# Problems to work on
(a) Check each statement against the thread on regex backtracking and answer yes or no, quoting the words of the thread that decide it. (i) Adding an invalid character near the end of the test string makes the webpage freeze. (ii) The first group checks for a single backslash as one of its two options. (iii) The reply states that the ? quantifier is equivalent to {0,1}.
(b) Carry on the thread about catastrophic backtracking in the file-path regex, picking up after its final sentence.

# Document text
■ ■ ■
Fixing Catastrophic Backtracking in Regular Expression

眉间皱痕 提交于 2019-12-28 03:05:19

问题


The Problem

I'm using the following regular expression to check for valid file paths:

^(?:[a-zA-Z]\:\\|\\\\)([^\\\/\:\*\?\<\>\"\|]+(\\){0,1})+$

Using the test string V:\Sample Names\Libraries\DeveloperLib\DeveloperComDlgs\res is recognized as valid. I can even add invalid characters to the beginning of the string without issues. However, when I add an invalid character towards the end of the string, the webpage freezes up from catastrophic backtracking.

What is causing this in this regex string?


Breaking Down the Regex

Full string: ^(?:[a-zA-Z]\:\\|\\\\)([^\\\/\:\*\?\<\>\"\|]+(\\){0,1})+$

First Group: (?:[a-zA-Z]\:\\|\\\\)

  • Checks for either
    • A capital or lowercase alphabetical letter followed by a colon and a backslash
    • A double backslash

Second Group: ([^\\\/\:\*\?\<\>\"\|]+(\\){0,1})

  • First Part: [^\\\/\:\*\?\<\>\"\|]+
    • Makes sure there are no illegal characters ( \ / : * ? < > " | )
  • Second Part: (\\){0,1}
    • Checks for a backslash between sections as many times as necessary

I think it may be the {0, 1} causing the issue since this allows for backtracking but I am not sure. Any thoughts?


回答1:


Your current regex can be written as ^(?:[a-zA-Z]:\\|\\\\)([^\\\/\:*?<>"|]+\\?)+$: pay attention at the ? quantifier (it is equal to {0,1} limiting quantifier) after \\ inside a + quantified group.
■ ■ ■
# Data
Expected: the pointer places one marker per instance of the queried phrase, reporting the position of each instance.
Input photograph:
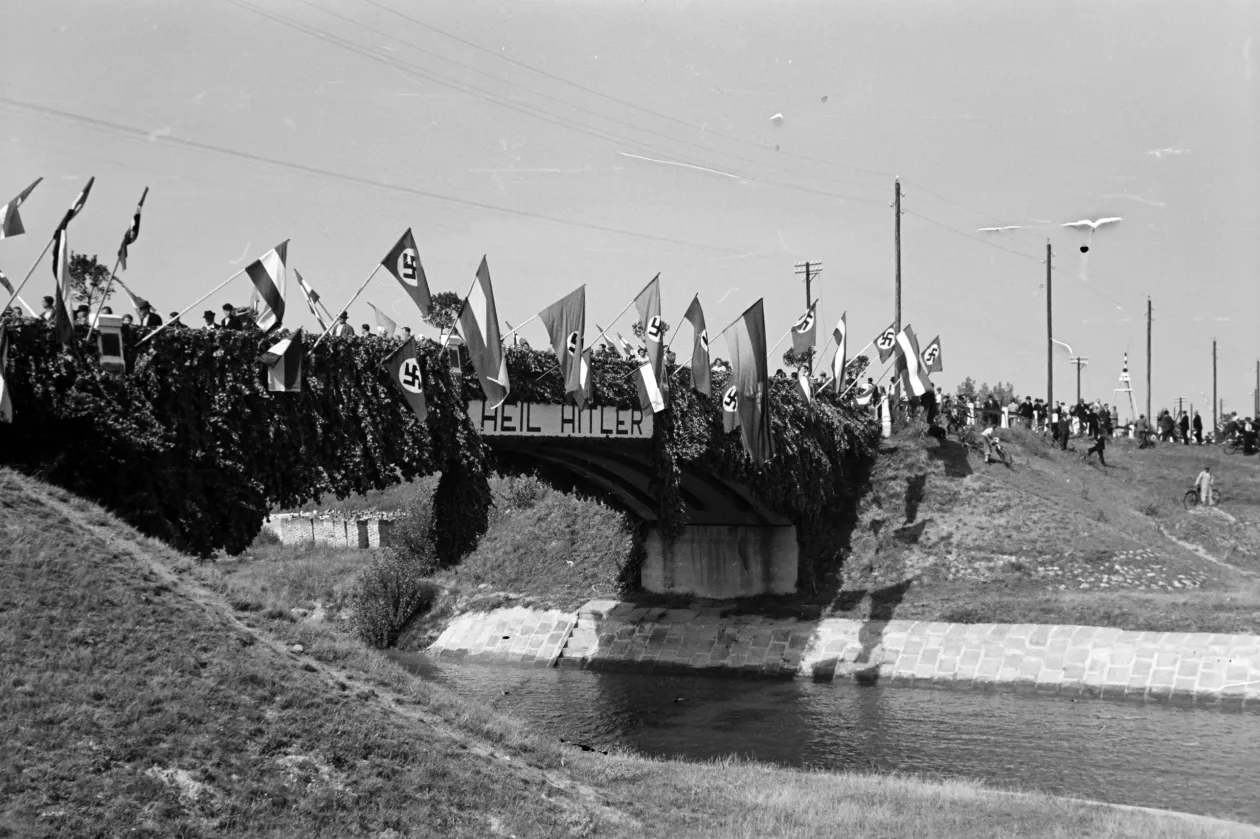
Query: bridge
(731, 547)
■ ■ ■
# Solved problems
(a)
(i) Yes: "when I add an invalid character towards the end of the string, the webpage freezes up from catastrophic backtracking."
(ii) No: "A double backslash"
(iii) Yes: "it is equal to {0,1} limiting quantifier"

(b)
Once such a pattern like (a+b?)+ is present inside a pattern, there is a high chance of a catastrophical backtracking. Everything is nice when there is a match, say, c:\12\34\aaaaaaaaaaaaaaaaaaa is matched fine, but once a char that is not allowed appears causing a no-match, (try adding * at the end, c:\12\34\aaaaaaaaaaaaaaaaaaa*), the issue will appear.

To solve this, the quantified subpatterns that can match the same text cannot follow one another in immediate succession. And using optional groups where each subpattern is obligatory enables this.

In most scenarios, you need to replace these pattern parts with unrolled a+(ba+)* (1 or more occurrences of a followed with 0 or more sequences of b (that is no longer optional by itself) and then 1 or more occurrences of a (so, between one a and the next a there must be a b). If you need to match an optional \ at the end (as ^(a+b?)+$ actually may match b at the end of the string), you need to add a b? at the end: a+(ba+)*b?.

So, translating this to your current scenario:

^(?:[a-zA-Z]:\\|\\\\)[^\\\/\:*?<>"|]+(?:\\[^\\\/\:*?<>"|]+)*$

or if the \ is allowed at the end:

^(?:[a-zA-Z]:\\|\\\\)[^\\\/\:*?<>"|]+(?:\\[^\\\/\:*?<>"|]+)*\\?$
                     |      a+       (   b       a+       )* b?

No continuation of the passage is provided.